Также не случайно, что отношения между Богом и человеком (отношения, по преимуществу являющиеся проявлением личностной ипостаси) всегда мыслились в образах эротических отношений между мужчиной и женщиной. За неверность Богу и идолопоклонство пророки обвиняют "Дочь Сиона" (Израиль) в прелюбодеянии (Иер.13,27), в том, что она обесчестила свой брак с Богом (Ос.2,23) и свое звание "возлюбленной" Божией (Рим.9,25). Отношение Бога со Своим народом, с каждым из его членов, представляет собой таинство брака, таинство любви: в этом единственное объяснение (по крайней мере, для церковной экзегезы) того факта, что откровенно эротическая поэма, "Песнь песней", была включена в состав книг Ветхого Завета.

Однако "эротические" отношения Бога с Израилем - всего лишь прообраз того единения Бога с человечеством, которое было достигнуто в лице Христа и в Его Теле - то есть в Церкви. "Тайна сия велика", - пишет апостол Павел в Послании к Ефесянам (Еф.5,32). На эту тайну указывают евангельские притчи образами, связанными с брачной символикой. В Новом Завете Христос называется женихом Церкви и каждой человеческой души. Для Бога каждая человеческая личность - возлюбленная. В частности, в Евангелии от Иоанна "жизнь вечная", даруемая нам Христом, сопровождается предикатом "знать", "познать", что соответствует еврейскому слову, обозначающему брачные отношения между мужчиной и женщиной: "Сия же есть жизнь вечная, да знают Тебя, единого истинного Бога, и посланного Тобою Иисуса Христа" (Ин.17,3).

В святоотеческой традиции Сам Бог, в Своей внутри-троичной сокровенной жизни, определяется как "всеполнота эроса", нерасторжимого эротического единства: "Любовь есть сам эрос, ибо написано, что Бог есть любовь" (Максим Исповедник). Этот эрос проявляется как экстаз; в нем находит выражение эротический Божественный порыв, конституирующий внеположные Богу сущности: "Он, Творец всех вещей... от преизобилия любовной благости изливается из Себя... и таким образом любит и вожделеет. И нисходит с недосягаемой высоты к тому, что пребывает во всем" (Дионисий Ареопагит). Единственный доступный человеку способ описать опыт своей причастности к этому эросу и возникающих при этом отношений с Богом заключается опять-таки в проведении параллели с отношениями между полами: "Твоя любовь зиждется на мне, как любовь женщин" (Ареопагит). Аскетическая литература в поисках модели для выражения Божественной любви к человеку также обращается к любви человеческой, более того - любви плотской, а не к идеалистическим представлениям, порождаемым ностальгическим платонизмом: "Пусть телесная любовь станет для тебя образом вожделения к Богу" (Иоанн Лествичник). "Как безумно влюбленный вожделеет к своей возлюбленной, не так ли Бог склоняется к душе, жаждущей покаяния?" (Нил Синайский). "Блажен вожделеющий к Богу с той же силой, с какой безумно влюбленный вожделеет к своей возлюбленной" (Лествичник) [5].

▸ **Исходные данные**

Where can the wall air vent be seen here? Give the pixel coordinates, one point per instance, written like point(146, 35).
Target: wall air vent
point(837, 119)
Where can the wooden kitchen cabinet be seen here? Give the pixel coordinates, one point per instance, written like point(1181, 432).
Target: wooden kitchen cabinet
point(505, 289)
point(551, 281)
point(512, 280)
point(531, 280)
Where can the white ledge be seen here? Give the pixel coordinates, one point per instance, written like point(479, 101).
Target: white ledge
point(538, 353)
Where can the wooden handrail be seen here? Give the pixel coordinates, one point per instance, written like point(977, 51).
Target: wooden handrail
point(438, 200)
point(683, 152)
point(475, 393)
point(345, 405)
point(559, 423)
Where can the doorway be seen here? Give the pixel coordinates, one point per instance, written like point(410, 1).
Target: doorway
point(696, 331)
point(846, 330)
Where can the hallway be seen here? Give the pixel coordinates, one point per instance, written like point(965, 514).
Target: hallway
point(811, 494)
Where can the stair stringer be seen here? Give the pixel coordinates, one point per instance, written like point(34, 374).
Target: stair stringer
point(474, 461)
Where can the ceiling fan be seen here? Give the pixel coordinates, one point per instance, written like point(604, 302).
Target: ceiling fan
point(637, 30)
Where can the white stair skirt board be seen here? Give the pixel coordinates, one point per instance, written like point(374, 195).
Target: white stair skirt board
* * *
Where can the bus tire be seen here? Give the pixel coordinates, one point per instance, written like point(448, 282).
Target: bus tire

▸ **Задания к выполнению**
- A) Перечислите все ссылки на библейские книги, указанные в скобках в исходном тексте.
- B) Пожалуйста, верните без изменений фрагмент исходного текста от слов «Также не случайно, что» до слов «книг Ветхого Завета.» включительно.
- C) Ответьте на вопросы по исходному тексту.
(i) Кого пророки обвиняют в прелюбодеянии за неверность Богу и идолопоклонство?
(ii) Кем называется Христос в Новом Завете?
(iii) Как в святоотеческой традиции определяется Сам Бог в Своей внутритроичной жизни?

▸ **Выполненные задания**
- A)
Иер.13,27
Ос.2,23
Рим.9,25
Еф.5,32
Ин.17,3

- B)
Также не случайно, что отношения между Богом и человеком (отношения, по преимуществу являющиеся проявлением личностной ипостаси) всегда мыслились в образах эротических отношений между мужчиной и женщиной. За неверность Богу и идолопоклонство пророки обвиняют "Дочь Сиона" (Израиль) в прелюбодеянии (Иер.13,27), в том, что она обесчестила свой брак с Богом (Ос.2,23) и свое звание "возлюбленной" Божией (Рим.9,25). Отношение Бога со Своим народом, с каждым из его членов, представляет собой таинство брака, таинство любви: в этом единственное объяснение (по крайней мере, для церковной экзегезы) того факта, что откровенно эротическая поэма, "Песнь песней", была включена в состав книг Ветхого Завета.

- C)
(i) «Дочь Сиона», то есть Израиль.
(ii) Женихом Церкви и каждой человеческой души.
(iii) Как «всеполнота эроса», нерасторжимого эротического единства.